● **TASK REQUIREMENTS**:
• 1. Please reproduce word for word the part of the essay from "Adjacent to Trump’s" up to and including "press and people.".
• 2. According to the essay, from where did the writer watch Donald Trump being sworn in?
• 3. Carry the essay on growing up in DC forward, starting right after its final sentence.

═══ READING TEXT

Falling in love with political satire at 13 was no coincidence — it was a sign of the times I was growing up in spite of. The end of the 2016 election cycle showed the pitch-black darkness at the end of the tunnel: Donald Trump’s presidency. As he was sworn in on the Capitol steps the next January, I was watching from an eighth-grade history classroom, five miles away.
Adjacent to Trump’s presidency, I grew from 13 to 17 inside the Beltway as the daughter of a news executive. I got to watch history unfold through the eyes of DC’s brightest, who continued to assure me the end to the gleeful cruelty was imminent. They were wrong, as DC’s brightest often are.
What separates a journalist from a politician? Well, what doesn’t?
A politician is skilled at bending the truth for self-preservation, while a journalist dedicates their life and profession to unveiling it. A politician is—in theory, anyway—bound by the US Constitution above all else, with dire consequences for betraying it. Journalism’s laws revolve around telling nothing but the truth, and the true consequence for violating journalistic ethics shatters the vital relationship between press and people.

══════
═══ PROVIDED RECORDS

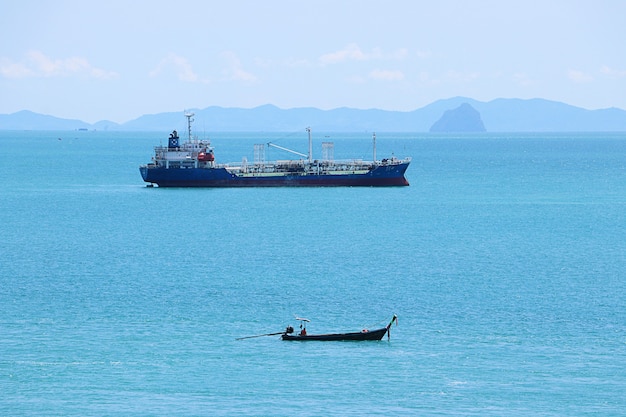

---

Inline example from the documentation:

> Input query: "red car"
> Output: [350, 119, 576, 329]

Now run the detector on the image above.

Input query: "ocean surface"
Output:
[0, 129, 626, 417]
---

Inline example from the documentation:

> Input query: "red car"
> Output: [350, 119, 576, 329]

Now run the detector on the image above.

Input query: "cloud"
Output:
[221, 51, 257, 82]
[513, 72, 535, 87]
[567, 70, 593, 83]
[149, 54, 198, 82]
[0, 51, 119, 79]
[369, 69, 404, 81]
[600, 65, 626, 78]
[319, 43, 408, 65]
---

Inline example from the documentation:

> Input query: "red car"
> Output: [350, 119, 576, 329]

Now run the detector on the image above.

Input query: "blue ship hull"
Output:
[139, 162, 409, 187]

══════

● **RESULTS OF THE EXERCISE**:
• 1.
Adjacent to Trump’s presidency, I grew from 13 to 17 inside the Beltway as the daughter of a news executive. I got to watch history unfold through the eyes of DC’s brightest, who continued to assure me the end to the gleeful cruelty was imminent. They were wrong, as DC’s brightest often are.
What separates a journalist from a politician? Well, what doesn’t?
A politician is skilled at bending the truth for self-preservation, while a journalist dedicates their life and profession to unveiling it. A politician is—in theory, anyway—bound by the US Constitution above all else, with dire consequences for betraying it. Journalism’s laws revolve around telling nothing but the truth, and the true consequence for violating journalistic ethics shatters the vital relationship between press and people.

• 2. From an eighth-grade history classroom, five miles away.

• 3.
Public trust in the news media is indispensable for a democracy’s survival. American authoritarians found a loophole in the Constitution: If you can’t control the media from reporting the truth, make the concept of truth obsolete.
I was too anxious, too invested, and too fascinated by the political and media landscape I’d grown up watching to separate myself from it. I began my bachelor’s degree in media studies and journalism in 2021. The next spring would be the first White House Correspondents Dinner since 2019. When my father asked me if I wanted to go with him, I was elated, and curious to contrast what I saw with my existing beliefs of the DC news media’s showmanship.
What makes a successful politician? In democracy’s greatest incarnation, it’s passing legislation that improves the lives of their constituents. In American reality, it’s getting reelected.
What makes a successful journalist? In the greatest incarnation, a free press mediates the information pipeline from politics to the people. Their work fights corruption, injustice, and rebukes lies with objective truth. In the capitalistic masterpiece of a 24-hour-news cycle, false urgency, spectacle, and Nielsen ratings are metrics of success. The personalities who deliver the news claim best interest while sitting on information for months at a time until a book release they directly profit from.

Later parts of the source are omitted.